====== TEXT PROVIDED ======

TEHRAN, 17 August 2004 — Iran is determined to proceed with its nuclear program despite international concern, supreme leader Ayatollah Ali Khamenei has insisted, the state news agency IRNA reported yesterday. “The Islamic republic will continue on the reasonable path which will result in the peaceful use of nuclear energy without concerning itself about all this fuss and bother,” Khamenei told Iranian ambassadors at a meeting in Tehran Sunday, the agency said.
Khamenei, without whose approval no official decision can be taken, stressed the need for Iran to convince the International Atomic Energy Agency of its intentions as the UN body has been investigating Iran’s nuclear program for more than a year.
“But the means of winning their confidence must be based on reason,” he added. He also recalled the outraged reaction in the West to the news that Iran was to resume manufacturing of parts for centrifuges to enrich uranium, underlining that such production “does not contravene any (international) agreement”.
Despite suspicion from abroad, Iran has always insisted that its nuclear program is entirely for civil purposes but since 2003 the IAEA has pointed the finger at the country’s lack of cooperation in helping confirm that it is not secretly developing atomic weapons. The UN body intends to reopen its debate on Iran next month.
“It is we who should be making demands, not the West,” Khamenei said, “and we should be challenging the oppressors in areas like human rights, the rights of minorities, the fight against terrorism, women’s rights, the ban on weapons of mass destruction and in the sphere of nuclear energy. “The strategic objectives and the general framework of the country’s foreign policy are the same as they were 25 years ago” when the Islamic Republic came into being, he affirmed.
Meanwhile, Iran warned the Iraqi government that it was taking “very seriously” the matter of an Iranian diplomat held hostage in Iraq and threatened with “punishment” by his captors. “Iran is holding the interim government solely responsible” for the safety of Fereydun Jahani, abducted on Aug. 4, government spokesman Abdollah Ramezanzadeh told reporters.

====== DATA EXCERPTS ======

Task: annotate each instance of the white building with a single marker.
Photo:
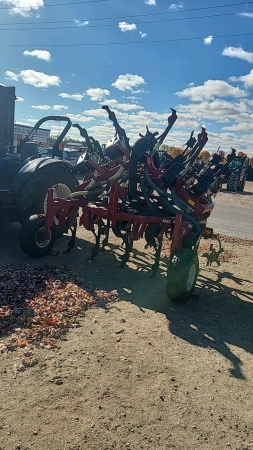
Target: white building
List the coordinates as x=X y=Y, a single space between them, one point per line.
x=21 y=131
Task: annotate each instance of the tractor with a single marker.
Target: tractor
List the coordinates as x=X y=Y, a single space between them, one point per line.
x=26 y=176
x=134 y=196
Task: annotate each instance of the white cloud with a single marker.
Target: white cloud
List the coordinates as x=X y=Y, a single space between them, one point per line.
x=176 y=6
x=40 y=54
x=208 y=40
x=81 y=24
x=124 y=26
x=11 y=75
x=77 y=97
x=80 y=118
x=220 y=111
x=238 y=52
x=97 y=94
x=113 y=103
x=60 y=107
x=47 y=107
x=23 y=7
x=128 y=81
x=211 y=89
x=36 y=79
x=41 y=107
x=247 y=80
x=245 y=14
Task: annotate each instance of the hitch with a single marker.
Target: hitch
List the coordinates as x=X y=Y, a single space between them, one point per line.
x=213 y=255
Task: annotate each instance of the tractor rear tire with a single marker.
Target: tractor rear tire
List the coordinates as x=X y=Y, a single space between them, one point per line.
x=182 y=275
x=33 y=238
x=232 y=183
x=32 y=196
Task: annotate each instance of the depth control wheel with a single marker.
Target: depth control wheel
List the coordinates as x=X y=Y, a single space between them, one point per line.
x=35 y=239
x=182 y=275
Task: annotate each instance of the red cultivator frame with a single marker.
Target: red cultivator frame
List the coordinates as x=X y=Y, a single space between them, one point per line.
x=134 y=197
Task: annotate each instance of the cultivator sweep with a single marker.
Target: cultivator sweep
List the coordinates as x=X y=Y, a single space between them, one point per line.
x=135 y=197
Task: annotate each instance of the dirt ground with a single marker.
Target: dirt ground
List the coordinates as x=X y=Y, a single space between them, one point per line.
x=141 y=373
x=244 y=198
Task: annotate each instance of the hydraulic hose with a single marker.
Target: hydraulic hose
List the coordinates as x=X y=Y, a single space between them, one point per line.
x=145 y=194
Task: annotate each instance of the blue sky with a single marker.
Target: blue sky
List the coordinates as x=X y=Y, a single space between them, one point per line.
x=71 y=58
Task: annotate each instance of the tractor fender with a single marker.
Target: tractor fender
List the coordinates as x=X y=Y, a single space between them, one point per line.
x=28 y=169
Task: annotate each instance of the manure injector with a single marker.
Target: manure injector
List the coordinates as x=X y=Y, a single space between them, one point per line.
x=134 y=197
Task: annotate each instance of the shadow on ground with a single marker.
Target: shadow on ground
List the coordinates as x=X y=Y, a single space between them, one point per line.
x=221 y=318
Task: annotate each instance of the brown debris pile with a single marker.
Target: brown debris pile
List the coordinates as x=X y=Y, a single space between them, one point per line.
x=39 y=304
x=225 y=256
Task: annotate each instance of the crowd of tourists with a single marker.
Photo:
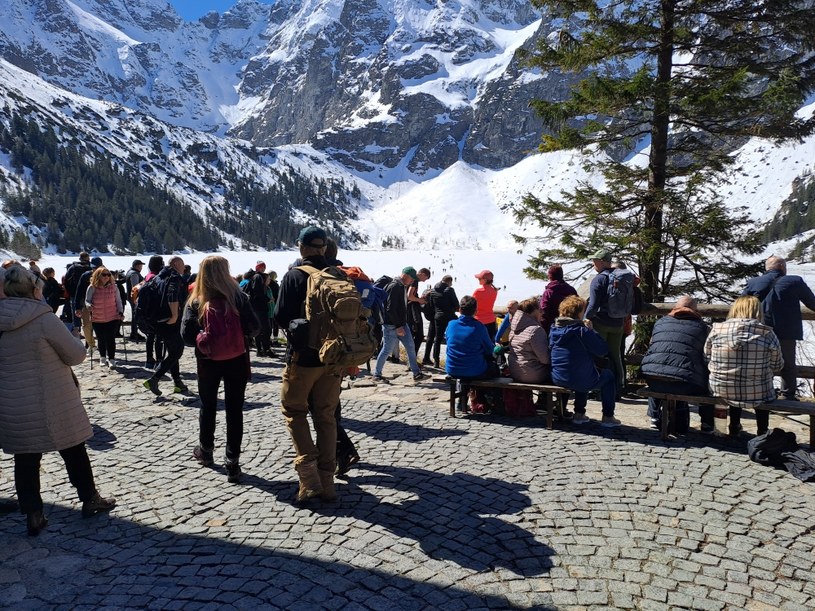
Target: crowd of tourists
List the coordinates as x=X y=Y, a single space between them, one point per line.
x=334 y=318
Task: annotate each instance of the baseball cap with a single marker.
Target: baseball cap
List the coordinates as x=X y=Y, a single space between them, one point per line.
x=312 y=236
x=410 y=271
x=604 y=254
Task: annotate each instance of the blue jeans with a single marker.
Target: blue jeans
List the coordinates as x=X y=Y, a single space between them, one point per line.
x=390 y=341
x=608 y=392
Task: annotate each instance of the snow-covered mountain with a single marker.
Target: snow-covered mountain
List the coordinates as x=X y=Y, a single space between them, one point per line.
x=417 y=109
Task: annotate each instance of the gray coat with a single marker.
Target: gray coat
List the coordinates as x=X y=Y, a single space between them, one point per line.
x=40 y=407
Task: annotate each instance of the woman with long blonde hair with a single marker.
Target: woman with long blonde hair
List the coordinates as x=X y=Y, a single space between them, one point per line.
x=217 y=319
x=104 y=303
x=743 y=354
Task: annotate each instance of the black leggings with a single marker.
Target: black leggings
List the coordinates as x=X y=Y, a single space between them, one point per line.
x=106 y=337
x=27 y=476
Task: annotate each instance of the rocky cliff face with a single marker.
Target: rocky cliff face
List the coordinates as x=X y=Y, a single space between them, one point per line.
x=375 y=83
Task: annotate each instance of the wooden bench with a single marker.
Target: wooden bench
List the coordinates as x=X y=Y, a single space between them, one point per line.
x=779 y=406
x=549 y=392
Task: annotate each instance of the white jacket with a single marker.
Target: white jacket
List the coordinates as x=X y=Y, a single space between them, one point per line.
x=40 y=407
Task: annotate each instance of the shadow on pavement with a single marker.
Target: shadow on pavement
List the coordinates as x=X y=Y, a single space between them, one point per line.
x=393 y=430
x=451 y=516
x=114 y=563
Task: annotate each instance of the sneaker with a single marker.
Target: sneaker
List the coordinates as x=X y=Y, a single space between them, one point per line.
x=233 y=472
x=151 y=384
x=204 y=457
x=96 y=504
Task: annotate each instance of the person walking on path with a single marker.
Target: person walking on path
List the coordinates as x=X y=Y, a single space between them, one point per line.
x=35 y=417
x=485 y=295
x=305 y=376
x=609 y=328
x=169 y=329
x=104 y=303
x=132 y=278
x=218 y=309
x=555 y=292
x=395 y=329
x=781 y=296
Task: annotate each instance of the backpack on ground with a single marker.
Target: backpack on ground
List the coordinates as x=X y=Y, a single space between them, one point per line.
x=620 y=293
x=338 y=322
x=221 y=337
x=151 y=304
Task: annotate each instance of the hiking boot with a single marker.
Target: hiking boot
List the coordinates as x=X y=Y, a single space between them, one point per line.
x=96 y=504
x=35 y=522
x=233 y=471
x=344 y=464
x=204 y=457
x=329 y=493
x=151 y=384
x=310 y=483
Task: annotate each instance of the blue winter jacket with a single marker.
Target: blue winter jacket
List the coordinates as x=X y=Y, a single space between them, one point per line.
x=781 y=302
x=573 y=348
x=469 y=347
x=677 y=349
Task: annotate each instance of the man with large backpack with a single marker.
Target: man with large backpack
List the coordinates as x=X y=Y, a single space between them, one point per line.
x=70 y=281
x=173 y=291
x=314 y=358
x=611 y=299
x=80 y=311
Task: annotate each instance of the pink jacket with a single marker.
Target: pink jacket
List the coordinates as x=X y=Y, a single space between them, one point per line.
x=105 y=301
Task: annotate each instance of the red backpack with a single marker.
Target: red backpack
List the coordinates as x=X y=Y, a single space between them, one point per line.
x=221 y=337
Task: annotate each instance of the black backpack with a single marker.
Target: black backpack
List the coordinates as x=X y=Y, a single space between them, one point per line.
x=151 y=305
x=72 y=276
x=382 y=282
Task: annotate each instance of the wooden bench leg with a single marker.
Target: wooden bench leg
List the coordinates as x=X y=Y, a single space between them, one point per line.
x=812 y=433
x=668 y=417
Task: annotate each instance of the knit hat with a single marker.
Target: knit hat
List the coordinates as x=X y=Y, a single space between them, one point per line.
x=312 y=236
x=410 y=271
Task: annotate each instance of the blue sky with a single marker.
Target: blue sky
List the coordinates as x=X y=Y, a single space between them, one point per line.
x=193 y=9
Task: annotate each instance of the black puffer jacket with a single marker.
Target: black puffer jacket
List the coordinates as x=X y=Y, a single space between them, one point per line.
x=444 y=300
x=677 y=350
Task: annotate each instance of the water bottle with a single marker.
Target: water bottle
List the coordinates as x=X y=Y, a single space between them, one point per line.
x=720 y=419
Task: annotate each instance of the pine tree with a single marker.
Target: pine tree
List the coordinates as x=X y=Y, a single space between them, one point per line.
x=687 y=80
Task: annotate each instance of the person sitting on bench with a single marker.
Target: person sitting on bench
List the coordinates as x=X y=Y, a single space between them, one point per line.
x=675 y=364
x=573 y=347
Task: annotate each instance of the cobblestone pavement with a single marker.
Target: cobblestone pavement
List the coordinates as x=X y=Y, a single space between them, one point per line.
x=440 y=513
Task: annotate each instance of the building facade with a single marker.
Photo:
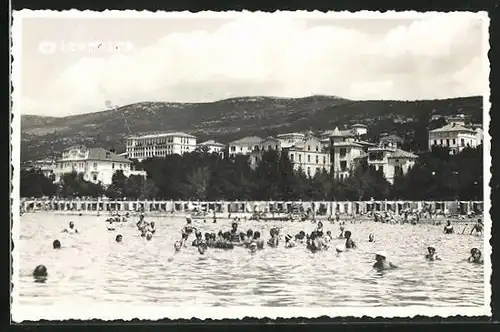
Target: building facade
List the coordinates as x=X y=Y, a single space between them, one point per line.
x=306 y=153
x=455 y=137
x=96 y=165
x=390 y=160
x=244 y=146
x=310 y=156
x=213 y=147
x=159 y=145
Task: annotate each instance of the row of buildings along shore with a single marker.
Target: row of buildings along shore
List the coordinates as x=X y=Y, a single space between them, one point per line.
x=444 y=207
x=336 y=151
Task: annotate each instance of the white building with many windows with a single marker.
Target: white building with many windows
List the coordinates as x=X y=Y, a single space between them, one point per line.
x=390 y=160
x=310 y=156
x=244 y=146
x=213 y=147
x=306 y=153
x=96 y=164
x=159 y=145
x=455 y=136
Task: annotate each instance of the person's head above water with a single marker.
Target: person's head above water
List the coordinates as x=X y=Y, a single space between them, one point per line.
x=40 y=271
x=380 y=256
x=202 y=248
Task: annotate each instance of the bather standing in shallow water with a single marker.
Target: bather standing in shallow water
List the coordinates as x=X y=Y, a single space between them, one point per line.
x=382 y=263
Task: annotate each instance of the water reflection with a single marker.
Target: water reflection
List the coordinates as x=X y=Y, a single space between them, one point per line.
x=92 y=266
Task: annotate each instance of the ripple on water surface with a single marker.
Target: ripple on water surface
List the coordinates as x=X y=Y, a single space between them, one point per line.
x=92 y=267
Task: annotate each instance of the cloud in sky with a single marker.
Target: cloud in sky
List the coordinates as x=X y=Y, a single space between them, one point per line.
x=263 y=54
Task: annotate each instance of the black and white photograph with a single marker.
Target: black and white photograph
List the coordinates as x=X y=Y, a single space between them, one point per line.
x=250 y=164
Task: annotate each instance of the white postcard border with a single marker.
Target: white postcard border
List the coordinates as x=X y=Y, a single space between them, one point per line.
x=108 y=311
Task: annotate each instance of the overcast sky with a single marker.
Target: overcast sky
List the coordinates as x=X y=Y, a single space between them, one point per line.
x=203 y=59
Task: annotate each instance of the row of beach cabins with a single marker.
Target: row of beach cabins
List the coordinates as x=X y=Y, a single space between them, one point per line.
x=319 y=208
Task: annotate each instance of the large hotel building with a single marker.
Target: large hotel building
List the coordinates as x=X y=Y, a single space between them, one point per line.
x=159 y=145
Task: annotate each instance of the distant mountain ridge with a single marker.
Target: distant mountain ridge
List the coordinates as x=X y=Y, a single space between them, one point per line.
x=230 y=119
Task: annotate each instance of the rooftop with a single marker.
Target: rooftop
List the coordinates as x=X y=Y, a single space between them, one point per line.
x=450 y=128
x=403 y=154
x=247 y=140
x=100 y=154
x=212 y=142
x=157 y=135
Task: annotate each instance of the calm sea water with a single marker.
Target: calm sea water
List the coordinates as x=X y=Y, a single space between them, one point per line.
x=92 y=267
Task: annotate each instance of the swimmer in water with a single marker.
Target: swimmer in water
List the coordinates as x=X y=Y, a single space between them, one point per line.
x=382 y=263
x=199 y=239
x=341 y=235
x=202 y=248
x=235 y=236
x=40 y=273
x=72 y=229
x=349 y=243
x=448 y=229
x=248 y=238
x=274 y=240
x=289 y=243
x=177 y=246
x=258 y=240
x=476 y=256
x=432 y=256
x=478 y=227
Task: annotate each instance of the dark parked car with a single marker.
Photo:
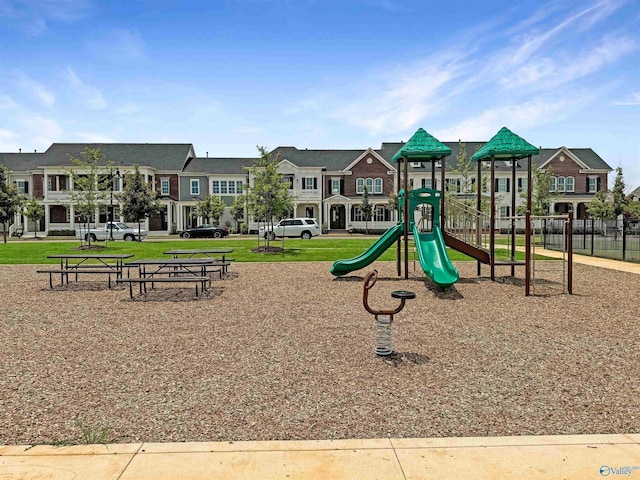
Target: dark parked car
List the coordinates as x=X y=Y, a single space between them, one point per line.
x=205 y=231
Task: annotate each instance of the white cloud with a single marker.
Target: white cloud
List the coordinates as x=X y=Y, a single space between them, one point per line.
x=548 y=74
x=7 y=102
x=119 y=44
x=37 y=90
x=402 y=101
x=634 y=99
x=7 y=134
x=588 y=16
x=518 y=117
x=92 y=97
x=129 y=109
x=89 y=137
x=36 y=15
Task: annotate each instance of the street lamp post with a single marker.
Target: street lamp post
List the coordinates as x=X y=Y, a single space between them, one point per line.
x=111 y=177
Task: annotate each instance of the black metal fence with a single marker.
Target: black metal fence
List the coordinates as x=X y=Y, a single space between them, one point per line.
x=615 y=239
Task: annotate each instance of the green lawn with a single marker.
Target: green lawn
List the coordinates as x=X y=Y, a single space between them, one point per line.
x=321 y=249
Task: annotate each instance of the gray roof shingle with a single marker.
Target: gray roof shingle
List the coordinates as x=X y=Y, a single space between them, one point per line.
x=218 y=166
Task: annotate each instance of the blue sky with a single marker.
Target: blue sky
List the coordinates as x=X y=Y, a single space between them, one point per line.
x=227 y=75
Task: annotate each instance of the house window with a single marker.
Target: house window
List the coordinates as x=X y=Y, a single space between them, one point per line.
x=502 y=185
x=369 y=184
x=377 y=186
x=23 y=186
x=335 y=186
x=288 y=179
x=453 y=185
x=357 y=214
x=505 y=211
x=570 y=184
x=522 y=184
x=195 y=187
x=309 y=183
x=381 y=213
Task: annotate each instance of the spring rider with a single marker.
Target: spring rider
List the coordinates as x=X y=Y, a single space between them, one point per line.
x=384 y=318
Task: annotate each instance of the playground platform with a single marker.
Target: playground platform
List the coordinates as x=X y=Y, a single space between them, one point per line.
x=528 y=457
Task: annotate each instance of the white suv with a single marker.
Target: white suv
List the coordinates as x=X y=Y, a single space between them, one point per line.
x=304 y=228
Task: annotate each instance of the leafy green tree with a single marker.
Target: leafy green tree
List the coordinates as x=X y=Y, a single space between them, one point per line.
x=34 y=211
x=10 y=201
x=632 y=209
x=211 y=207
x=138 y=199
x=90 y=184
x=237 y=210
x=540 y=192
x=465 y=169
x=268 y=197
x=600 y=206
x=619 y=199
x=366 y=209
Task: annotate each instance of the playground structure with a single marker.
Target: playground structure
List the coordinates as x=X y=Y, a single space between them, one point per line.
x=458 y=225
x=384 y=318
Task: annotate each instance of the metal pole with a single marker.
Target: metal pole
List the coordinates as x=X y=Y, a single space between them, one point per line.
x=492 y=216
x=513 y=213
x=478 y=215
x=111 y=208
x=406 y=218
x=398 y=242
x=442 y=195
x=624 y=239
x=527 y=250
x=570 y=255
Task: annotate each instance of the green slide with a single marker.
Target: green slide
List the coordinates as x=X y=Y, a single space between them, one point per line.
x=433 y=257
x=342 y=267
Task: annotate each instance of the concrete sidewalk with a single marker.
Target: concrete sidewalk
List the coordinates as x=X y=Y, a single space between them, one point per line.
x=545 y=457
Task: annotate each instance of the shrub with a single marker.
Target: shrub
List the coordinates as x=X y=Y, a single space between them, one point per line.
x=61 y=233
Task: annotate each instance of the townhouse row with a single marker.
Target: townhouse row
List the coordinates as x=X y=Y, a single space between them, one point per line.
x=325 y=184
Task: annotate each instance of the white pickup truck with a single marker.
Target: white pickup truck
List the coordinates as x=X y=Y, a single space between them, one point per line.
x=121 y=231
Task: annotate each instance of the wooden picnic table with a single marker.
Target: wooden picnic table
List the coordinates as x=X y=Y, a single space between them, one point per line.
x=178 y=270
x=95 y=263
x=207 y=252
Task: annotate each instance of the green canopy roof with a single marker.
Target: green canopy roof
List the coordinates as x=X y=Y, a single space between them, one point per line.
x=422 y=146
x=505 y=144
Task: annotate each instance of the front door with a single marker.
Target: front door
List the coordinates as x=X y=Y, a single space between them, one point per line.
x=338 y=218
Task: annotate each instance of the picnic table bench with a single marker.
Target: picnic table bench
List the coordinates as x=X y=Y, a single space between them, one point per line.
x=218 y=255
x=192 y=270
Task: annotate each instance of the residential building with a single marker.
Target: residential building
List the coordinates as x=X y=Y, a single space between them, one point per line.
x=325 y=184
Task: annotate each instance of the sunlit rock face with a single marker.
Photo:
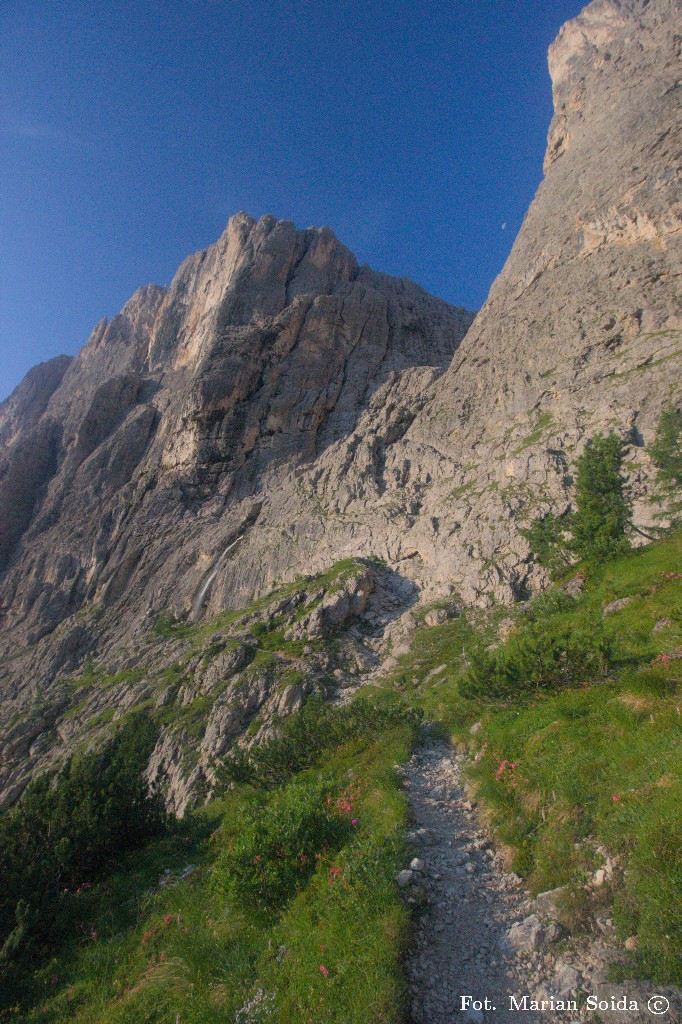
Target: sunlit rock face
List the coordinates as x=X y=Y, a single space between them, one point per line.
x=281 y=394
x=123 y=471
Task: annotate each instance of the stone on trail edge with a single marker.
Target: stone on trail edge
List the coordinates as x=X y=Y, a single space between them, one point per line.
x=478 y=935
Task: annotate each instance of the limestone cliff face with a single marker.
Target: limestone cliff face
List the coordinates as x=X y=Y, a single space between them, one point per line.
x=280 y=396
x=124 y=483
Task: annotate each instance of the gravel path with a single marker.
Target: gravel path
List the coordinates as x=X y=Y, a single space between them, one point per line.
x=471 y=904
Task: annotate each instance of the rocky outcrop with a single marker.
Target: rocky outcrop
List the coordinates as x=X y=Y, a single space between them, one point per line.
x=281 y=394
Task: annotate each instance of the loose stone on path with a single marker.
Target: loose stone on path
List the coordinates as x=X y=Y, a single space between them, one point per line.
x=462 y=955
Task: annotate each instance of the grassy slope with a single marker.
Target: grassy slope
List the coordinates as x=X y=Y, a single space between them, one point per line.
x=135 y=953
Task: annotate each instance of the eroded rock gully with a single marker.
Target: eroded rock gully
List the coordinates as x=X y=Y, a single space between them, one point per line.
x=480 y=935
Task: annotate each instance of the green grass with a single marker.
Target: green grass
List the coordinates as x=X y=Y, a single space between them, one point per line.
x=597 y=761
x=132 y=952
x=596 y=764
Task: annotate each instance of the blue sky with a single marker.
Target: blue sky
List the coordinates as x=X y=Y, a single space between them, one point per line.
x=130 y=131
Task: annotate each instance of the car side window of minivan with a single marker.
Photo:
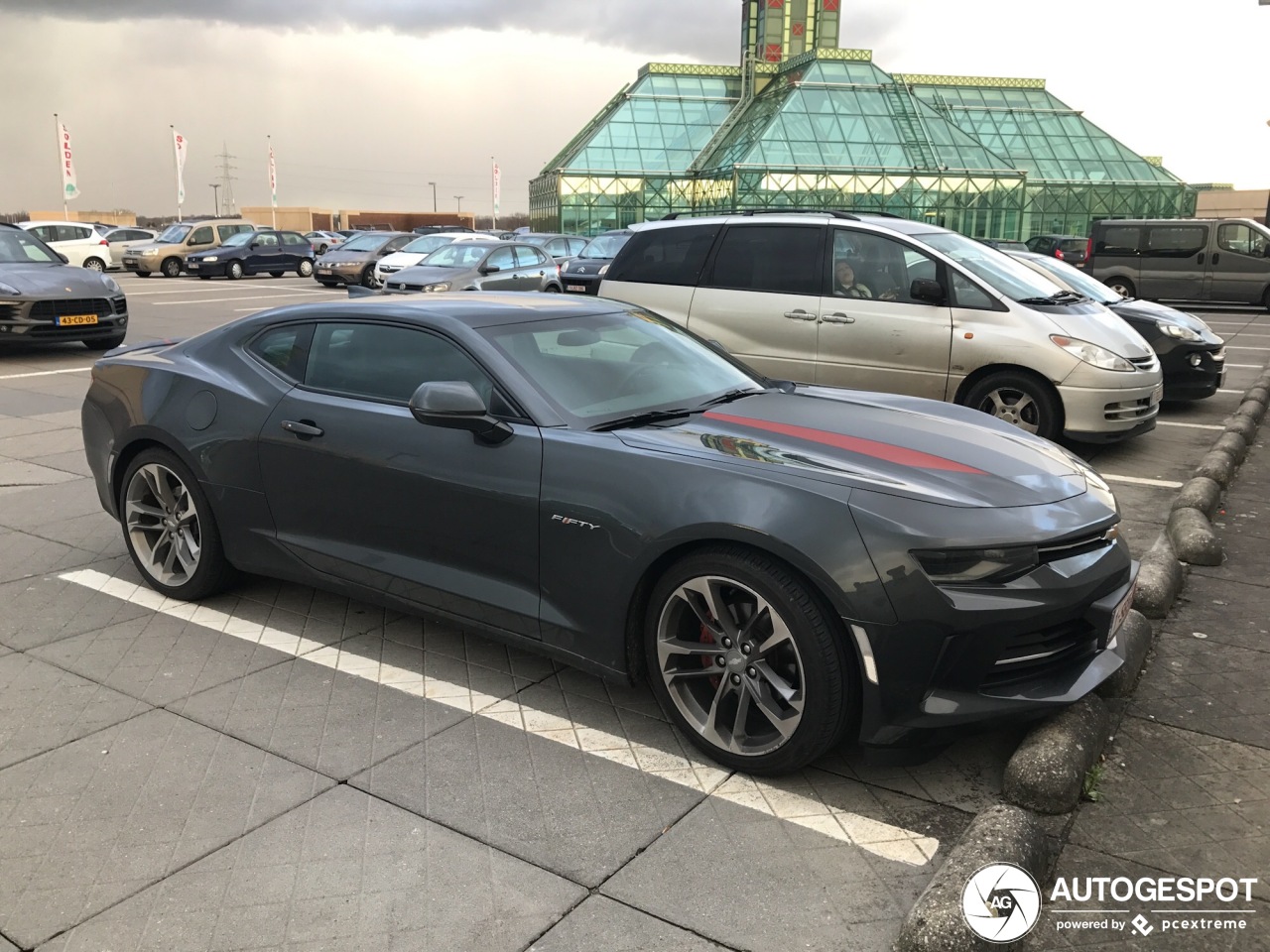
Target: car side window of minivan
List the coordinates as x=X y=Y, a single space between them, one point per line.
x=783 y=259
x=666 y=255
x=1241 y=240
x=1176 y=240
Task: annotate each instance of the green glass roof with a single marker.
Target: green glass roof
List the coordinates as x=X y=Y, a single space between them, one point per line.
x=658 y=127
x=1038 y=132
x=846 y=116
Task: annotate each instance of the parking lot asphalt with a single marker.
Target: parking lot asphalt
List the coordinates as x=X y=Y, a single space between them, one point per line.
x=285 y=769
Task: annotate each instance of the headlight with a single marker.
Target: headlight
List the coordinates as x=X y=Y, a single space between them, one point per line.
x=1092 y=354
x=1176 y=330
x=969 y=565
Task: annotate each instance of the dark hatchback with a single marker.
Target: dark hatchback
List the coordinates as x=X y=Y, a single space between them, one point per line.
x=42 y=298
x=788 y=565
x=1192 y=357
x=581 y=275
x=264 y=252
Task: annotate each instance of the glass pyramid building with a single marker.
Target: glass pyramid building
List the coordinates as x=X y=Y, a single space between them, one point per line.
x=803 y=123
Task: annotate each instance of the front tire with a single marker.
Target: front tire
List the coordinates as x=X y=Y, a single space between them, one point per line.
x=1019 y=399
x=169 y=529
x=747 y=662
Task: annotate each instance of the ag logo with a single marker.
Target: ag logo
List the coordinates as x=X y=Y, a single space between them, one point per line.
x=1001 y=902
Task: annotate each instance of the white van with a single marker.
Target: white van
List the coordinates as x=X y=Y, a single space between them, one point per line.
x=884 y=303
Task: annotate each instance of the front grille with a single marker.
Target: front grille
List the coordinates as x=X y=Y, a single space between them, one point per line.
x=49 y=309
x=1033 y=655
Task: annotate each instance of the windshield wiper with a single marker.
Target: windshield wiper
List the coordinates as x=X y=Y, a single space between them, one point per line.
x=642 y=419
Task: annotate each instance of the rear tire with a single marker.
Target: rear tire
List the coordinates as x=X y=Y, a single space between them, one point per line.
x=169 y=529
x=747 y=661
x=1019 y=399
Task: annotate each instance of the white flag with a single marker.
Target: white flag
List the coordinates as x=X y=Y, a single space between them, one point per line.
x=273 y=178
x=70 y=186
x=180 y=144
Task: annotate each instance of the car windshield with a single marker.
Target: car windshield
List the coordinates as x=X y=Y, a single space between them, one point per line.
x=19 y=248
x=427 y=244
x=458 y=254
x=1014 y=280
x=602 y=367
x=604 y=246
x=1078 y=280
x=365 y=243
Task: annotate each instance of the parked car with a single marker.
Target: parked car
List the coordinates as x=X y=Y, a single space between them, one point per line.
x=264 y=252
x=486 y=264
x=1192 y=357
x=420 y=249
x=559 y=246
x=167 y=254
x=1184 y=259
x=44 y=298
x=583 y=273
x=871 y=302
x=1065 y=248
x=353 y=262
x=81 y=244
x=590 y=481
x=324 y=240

======

-- REQUIRED ACTION A --
In the news report on Iran's nuclear program, whom was Khamenei addressing when he made his remarks on Sunday?
-- REQUIRED ACTION B --
According to the news report on Iran's nuclear program, why did Khamenei stress that Iran needed to convince the International Atomic Energy Agency of its intentions?
-- REQUIRED ACTION C --
Continue the news report on Iran's nuclear program from its final paragraph.

-- EXPECTED OUTPUT A --
Iranian ambassadors at a meeting in Tehran.

-- EXPECTED OUTPUT B --
He stressed it because the UN body had been investigating Iran's nuclear program for more than a year.

-- EXPECTED OUTPUT C --
“We are following this matter, which we are taking very seriously,” he added. A group calling itself the Islamic Army of Iraq has said it will “punish” Jahani if Iran does not release 500 Iraqis allegedly held since the Iran-Iraq war of 1980-88.
Ramezanzadeh repeated that Iran had freed all its prisoners of war, adding, “this file is closed, Iran has said this many, many times and it has been confirmed by international organizations.” The only problem, he said, was of soldiers who had been reported missing. The spokesman said Tehran also hoped to clear up the question of the arrest last week in Baghdad of the Iraq bureau chief of Iran’s state news agency IRNA and two of his Iraqi staff.
He again denied allegations by Iraqi officials that Iran was interfering in Iraq’s internal affairs, saying, “We want security, stability, calm and progress for Iraq because we consider that is also in our national interest and our aim is to help the Iraqi people.”
Ramezanzadeh said the accusations came from former members of Iraq’s ruling Baath party, toppled by US-led invading forces in April last year, and not from true representatives of the Iraqi people.
In another development, the Iranian government voiced harsh opposition to plans by some conservatives on separating the sexes at universities, ISNA reported. “These standpoints sound like those adopted by the Taliban (in Afghanistan),” Ramezanzadeh told ISNA.
Some conservatives in Parliament had raised the issue of stricter laws on the Islamic dress code of women, and separating female from male students at academic venues. Although implemented at schools, on public busses and festivities at public venues, separation of the sexes in universities had so far been exempted from these regulations.